Stored items
--- START ---

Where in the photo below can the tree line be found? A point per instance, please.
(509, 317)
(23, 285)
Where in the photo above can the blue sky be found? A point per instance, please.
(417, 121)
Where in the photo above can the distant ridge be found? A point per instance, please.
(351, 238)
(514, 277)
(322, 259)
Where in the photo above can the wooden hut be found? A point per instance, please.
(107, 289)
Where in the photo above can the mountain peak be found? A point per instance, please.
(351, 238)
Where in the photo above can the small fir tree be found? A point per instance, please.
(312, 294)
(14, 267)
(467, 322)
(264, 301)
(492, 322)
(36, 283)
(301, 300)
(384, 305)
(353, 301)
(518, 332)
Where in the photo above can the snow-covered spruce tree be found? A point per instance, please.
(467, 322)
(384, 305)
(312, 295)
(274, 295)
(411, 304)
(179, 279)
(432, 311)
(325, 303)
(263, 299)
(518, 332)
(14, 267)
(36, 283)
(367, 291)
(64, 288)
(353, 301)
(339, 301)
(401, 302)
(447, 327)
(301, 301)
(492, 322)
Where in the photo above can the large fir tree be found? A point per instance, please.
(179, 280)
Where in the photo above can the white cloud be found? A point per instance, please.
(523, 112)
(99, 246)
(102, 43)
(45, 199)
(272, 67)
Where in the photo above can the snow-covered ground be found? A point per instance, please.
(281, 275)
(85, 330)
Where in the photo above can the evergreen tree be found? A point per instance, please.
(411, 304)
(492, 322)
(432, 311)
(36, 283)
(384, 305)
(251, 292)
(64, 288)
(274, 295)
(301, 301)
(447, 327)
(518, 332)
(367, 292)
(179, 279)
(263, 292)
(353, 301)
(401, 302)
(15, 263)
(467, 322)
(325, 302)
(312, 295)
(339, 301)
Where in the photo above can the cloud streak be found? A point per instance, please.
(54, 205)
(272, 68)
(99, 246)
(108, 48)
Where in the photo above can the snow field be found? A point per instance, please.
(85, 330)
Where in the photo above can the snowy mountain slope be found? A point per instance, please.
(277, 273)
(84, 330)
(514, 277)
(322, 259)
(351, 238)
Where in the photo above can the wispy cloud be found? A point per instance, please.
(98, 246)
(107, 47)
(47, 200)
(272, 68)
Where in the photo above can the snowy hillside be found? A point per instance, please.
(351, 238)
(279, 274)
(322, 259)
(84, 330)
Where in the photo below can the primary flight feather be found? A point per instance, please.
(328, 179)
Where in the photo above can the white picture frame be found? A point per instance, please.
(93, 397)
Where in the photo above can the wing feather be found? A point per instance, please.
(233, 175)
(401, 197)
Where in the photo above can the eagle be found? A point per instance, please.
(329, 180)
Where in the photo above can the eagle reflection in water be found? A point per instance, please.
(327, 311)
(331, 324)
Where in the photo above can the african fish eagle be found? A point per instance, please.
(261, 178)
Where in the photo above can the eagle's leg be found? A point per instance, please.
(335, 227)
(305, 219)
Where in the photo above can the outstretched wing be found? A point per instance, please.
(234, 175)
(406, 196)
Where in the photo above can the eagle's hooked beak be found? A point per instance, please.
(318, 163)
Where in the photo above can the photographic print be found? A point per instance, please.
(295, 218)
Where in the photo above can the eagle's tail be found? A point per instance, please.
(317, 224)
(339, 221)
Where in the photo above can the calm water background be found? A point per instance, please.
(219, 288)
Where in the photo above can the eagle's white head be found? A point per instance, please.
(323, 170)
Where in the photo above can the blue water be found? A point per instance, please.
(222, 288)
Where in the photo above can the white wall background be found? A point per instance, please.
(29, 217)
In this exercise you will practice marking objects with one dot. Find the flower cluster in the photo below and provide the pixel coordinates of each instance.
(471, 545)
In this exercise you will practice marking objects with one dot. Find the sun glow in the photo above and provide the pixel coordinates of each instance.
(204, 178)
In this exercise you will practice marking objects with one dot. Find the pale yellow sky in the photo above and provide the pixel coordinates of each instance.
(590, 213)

--- END ---

What this task involves – The data should be printed again exactly, line for line.

Answer to this task –
Where in the photo below can the tree line be found? A point per instance, please.
(509, 317)
(23, 285)
Where in the photo above can the blue sky be found? A point per instance, please.
(417, 121)
Where in the photo above can the distant ridge be found? A point per instance, please.
(351, 238)
(514, 277)
(322, 259)
Where in the photo above can the wooden hut be found? A point per instance, please.
(107, 289)
Where in the photo above can the mountain peak be found? A point per instance, please.
(351, 238)
Where in the photo above can the small fir tree be found? A point per instance, please.
(312, 294)
(14, 267)
(467, 322)
(264, 301)
(492, 322)
(36, 283)
(301, 300)
(384, 305)
(353, 301)
(518, 332)
Where in the photo above can the snow-covered spruce tree be found? A point per instance, please.
(467, 322)
(384, 305)
(312, 295)
(274, 295)
(411, 304)
(179, 279)
(432, 311)
(325, 303)
(263, 299)
(518, 332)
(14, 267)
(36, 283)
(367, 291)
(64, 288)
(353, 301)
(339, 301)
(401, 302)
(447, 327)
(301, 301)
(492, 322)
Where in the photo above can the large fir tree be found? A point per instance, please.
(179, 280)
Where in the photo above can the white cloud be found? A point per instance, please.
(523, 112)
(99, 246)
(102, 43)
(45, 199)
(272, 67)
Where in the photo above can the snow-covered ground be found? A point per instance, please.
(281, 275)
(85, 330)
Where in the photo above can the evergreen tree be found? A point per instance, please.
(411, 304)
(492, 322)
(432, 311)
(36, 283)
(384, 305)
(251, 292)
(64, 288)
(274, 295)
(301, 301)
(447, 327)
(518, 332)
(367, 292)
(179, 279)
(263, 292)
(353, 301)
(401, 302)
(15, 263)
(467, 322)
(325, 302)
(312, 295)
(339, 301)
Where in the photo above can the cloud streak be found? A point per instance, please.
(54, 205)
(272, 68)
(99, 246)
(108, 48)
Where in the photo above can the snow field be found? A point per instance, please.
(85, 330)
Where in the photo above can the snowy mountain slope be found? A point per instance, please.
(277, 273)
(84, 330)
(514, 277)
(322, 259)
(351, 238)
Where in the photo above can the wispy cloud be found? A point per instance, please.
(98, 246)
(107, 47)
(47, 200)
(272, 68)
Where in the photo above can the snowy hillside be found? A point per instance, please.
(351, 238)
(279, 274)
(322, 259)
(84, 330)
Where in the photo below can the primary flight feather be found? A point per instance, please.
(328, 179)
Where in the photo above can the white picture frame be found? A point per instance, please.
(93, 397)
Where in the photo above can the wing feather be found? A point per instance, please.
(233, 175)
(401, 197)
Where in the photo above can the eagle be found? A point per instance, please.
(329, 180)
Where in the photo above can the eagle reflection in water be found? A point per instance, please.
(327, 311)
(331, 324)
Where in the photo above can the african fish eagle be found? A point per instance, please.
(261, 178)
Where in the photo above can the eagle's leg be found? A point per instance, please.
(335, 227)
(305, 219)
Where in the photo above can the outstretched wing be found? A point per instance, please.
(234, 175)
(406, 196)
Where in the photo above can the eagle's hooked beak be found? A point per instance, please.
(318, 163)
Where in the photo above can the photographic print be found? A point per instance, please.
(295, 218)
Where in the photo above can the eagle's tail be found? A point per instance, please.
(317, 224)
(339, 221)
Where in the photo above can the calm water background be found? A point per instance, please.
(219, 288)
Where in the photo above can the eagle's white head be found? A point per instance, please.
(323, 170)
Where in the photo above can the blue water be found? A point per instance, please.
(222, 288)
Where in the photo above can the white wall background be found? A point per instance, please.
(29, 217)
In this exercise you will practice marking objects with one dot. Find the flower cluster in the photo below and provide the pixel coordinates of each instance.
(471, 545)
In this exercise you will practice marking objects with one dot. Find the sun glow in the photo above and provide the pixel coordinates of each instance.
(204, 178)
In this exercise you will practice marking objects with one dot. Find the pale yellow sky in the photo above and provide the pixel coordinates of each instance.
(590, 213)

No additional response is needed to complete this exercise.